* _WHAT TO PRODUCE_:
Please say how many lines of the entries below contain the word "wooden", and leave out everything else.

* _RECORDS SUPPLIED_:
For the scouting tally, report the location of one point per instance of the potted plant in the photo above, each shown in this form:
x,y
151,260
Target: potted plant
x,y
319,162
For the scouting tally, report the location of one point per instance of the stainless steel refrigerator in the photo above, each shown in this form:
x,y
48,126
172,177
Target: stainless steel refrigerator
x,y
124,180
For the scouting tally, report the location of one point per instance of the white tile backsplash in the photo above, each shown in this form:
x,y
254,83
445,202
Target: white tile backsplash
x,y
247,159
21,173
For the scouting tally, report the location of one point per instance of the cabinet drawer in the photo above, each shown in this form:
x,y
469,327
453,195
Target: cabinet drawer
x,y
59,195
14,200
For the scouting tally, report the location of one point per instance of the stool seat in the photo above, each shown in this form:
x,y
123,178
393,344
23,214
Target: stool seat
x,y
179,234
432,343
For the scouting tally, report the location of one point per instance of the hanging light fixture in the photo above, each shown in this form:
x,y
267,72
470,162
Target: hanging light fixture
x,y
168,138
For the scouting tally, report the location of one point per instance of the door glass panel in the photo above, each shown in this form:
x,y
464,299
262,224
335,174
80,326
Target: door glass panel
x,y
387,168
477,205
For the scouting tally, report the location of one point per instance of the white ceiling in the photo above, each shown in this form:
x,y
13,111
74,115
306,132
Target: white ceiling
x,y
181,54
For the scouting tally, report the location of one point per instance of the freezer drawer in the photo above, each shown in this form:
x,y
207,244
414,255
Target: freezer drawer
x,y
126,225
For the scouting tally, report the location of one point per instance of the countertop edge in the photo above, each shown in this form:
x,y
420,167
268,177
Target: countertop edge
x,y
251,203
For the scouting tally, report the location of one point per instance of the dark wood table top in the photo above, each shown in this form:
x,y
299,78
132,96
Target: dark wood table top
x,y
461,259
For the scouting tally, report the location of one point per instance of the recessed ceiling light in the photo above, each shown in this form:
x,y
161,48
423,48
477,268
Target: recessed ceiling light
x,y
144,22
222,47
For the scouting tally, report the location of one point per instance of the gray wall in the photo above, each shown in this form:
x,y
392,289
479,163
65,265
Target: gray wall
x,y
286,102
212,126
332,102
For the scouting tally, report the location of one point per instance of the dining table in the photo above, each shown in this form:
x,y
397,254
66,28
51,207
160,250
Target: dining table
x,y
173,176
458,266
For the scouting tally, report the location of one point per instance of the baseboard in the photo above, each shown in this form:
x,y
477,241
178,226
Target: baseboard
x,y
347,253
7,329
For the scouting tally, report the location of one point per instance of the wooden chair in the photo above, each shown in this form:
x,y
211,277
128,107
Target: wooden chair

* _YOUR RESPONSE_:
2